■ Ausgewählter Text ■
****************

Anna-Tina Hess: Ich weiss nicht, wie das damals bei Ihnen war. Wie Sie Ihren Abschluss gefeiert haben? Korkenknallen? Jubelgeschrei? Luftsprünge? Freudige Umarmungen? Feiern ohne Ende? Ich für meinen Teil muss sagen, mein Abschluss war nüchtern, sehr nüchtern.
Statt Korken knallen zu lassen, drückte ich die «Verlassen»-Taste auf Teams und loggte mich, während ich ins kollektive «Au revoir, merci» der Klasse meines letzten Französischmoduls einstimmte, aus. Nach der Diplomlektion war ich so fix und fertig, dass ich mich nicht im Stande fühlte, zu irgendwelchen Freudensprüngen anzusetzen. Und auch als in meinem Posteingang in der Neujahrswoche unter dem Betreff «Masterarbeit» stand: «Liebe Frau Hess, gerne teile ich Ihnen mit, dass ich Ihre Arbeit angenommen habe», kam da kein Jubelschrei, sondern lediglich eine Textnachricht an meine Liebsten: «Ha d Masterarbet bestande!» Woran das liegt, kann ich gar nicht so genau sagen. Vermutlich fehlte vor allem das Kollektive. Der Abschluss als Klasse. Sowas wie eine Klasse hatten wir nur gerade in den ersten beiden Semestern. Danach waren wir ein wild zusammengewürfelter Haufen Studentinnen und Studenten aus allen möglichen Studiengängen. Als ich in der vorletzten Schulwoche die Frage in die Runde warf, ob wir nach der letzten Lektion noch ein Bier trinken gehen, da kam nur Kopfschütteln und «Nöd mini Letscht» oder «Muess d Masterarbet na abgeh». Und so endete meine dreieinhalbjährige Ausbildung, die mir mehr abverlangte als je eine Ausbildung zuvor, so wie keine Ausbildung zuvor: stocknüchtern. Es fühlte sich gut an. Vor allem am Tag danach.

****************

■ Vorgegebene Daten ■
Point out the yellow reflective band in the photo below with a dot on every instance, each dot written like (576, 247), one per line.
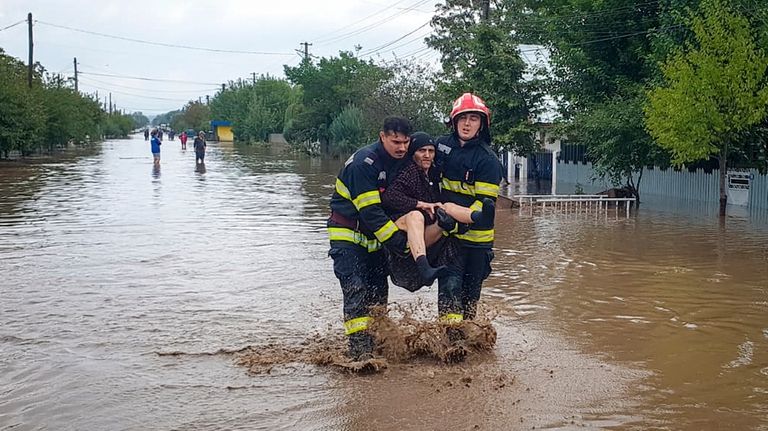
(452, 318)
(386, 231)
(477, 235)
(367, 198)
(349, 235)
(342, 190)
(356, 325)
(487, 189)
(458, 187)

****************

■ Aufgabenstellung ■
[A] Beantworte zum Text über den Studienabschluss die folgenden Fragen, jede Antwort in einer eigenen Zeile und ebenso mit (i), (ii), (iii) gekennzeichnet.
(i) Welche Taste drückte Anna-Tina Hess auf Teams nach der letzten Lektion?
(ii) In welcher Woche kam die Nachricht zur Masterarbeit in ihrem Posteingang an?
(iii) Wie lange dauerte ihre Ausbildung insgesamt?
[B] Schreibe im Anschluss an den letzten Satz eine Fortsetzung zum Text über den Studienabschluss.

■ Antworten ■
[A]
(i) Die «Verlassen»-Taste.
(ii) In der Neujahrswoche.
(iii) Dreieinhalb Jahre.

[B]
Georg Gindely: Es gibt nur zwei Unterschiede bezüglich des Studienabschlusses meiner Kolumnen-Kollegin Anna-Tina Hess und mir. Der eine ist eher klein: Ich verabschiedete mich nach der letzten Lehrveranstaltung an der PH Zürich auf Englisch statt auf Französisch (aber genauso nüchtern und sec wie sie). Der andere Unterschied ist grösser: Mein Studium ist noch gar nicht fertig. Ich habe die Abgabe der Masterarbeit auf den nächsten Juni verschoben. Natürlich stinkt es mir, dass ich noch nicht abgeschlossen habe. Gleichzeitig bin ich extrem froh, musste ich die Arbeit nicht Mitte Dezember abgeben. Das war nämlich die Zeit, als mir auch ohne Masterarbeit alles zu viel war. Wirklich bewusst wurde es mir, als ich auf Twitter eine Auflistung mit sieben Anzeichen eines Burnouts entdeckte und bei jedem Punkt dachte: Kenne ich! Geht mir im Moment genauso! Die Schülerinnen und Schüler merkten es auch, wie sie eben immer sofort bemerken, wenn etwas nicht stimmt. «Was war denn mit Ihnen los in den drei Wochen vor Weihnachten? Streit mit Ihrer Frau? Stress im Studium? Sie waren ja gar nicht entspannt!» Jetzt bin ich wieder erholt und voller Tatendrang. Mit der Masterarbeit habe ich trotzdem noch nicht angefangen. Ich nehme es mir zwar jede Woche vor, aber es kommt einfach ständig etwas dazwischen. Schliesslich habe ich eine dritte Sekundarklasse, und die müssen Lehrstellen suchen und testen Grenzen und sind kritisch und mühsam und immer erwachsener und toller. Lehreralltag halt. Ihn will ich nicht missen – das Studium langsam schon.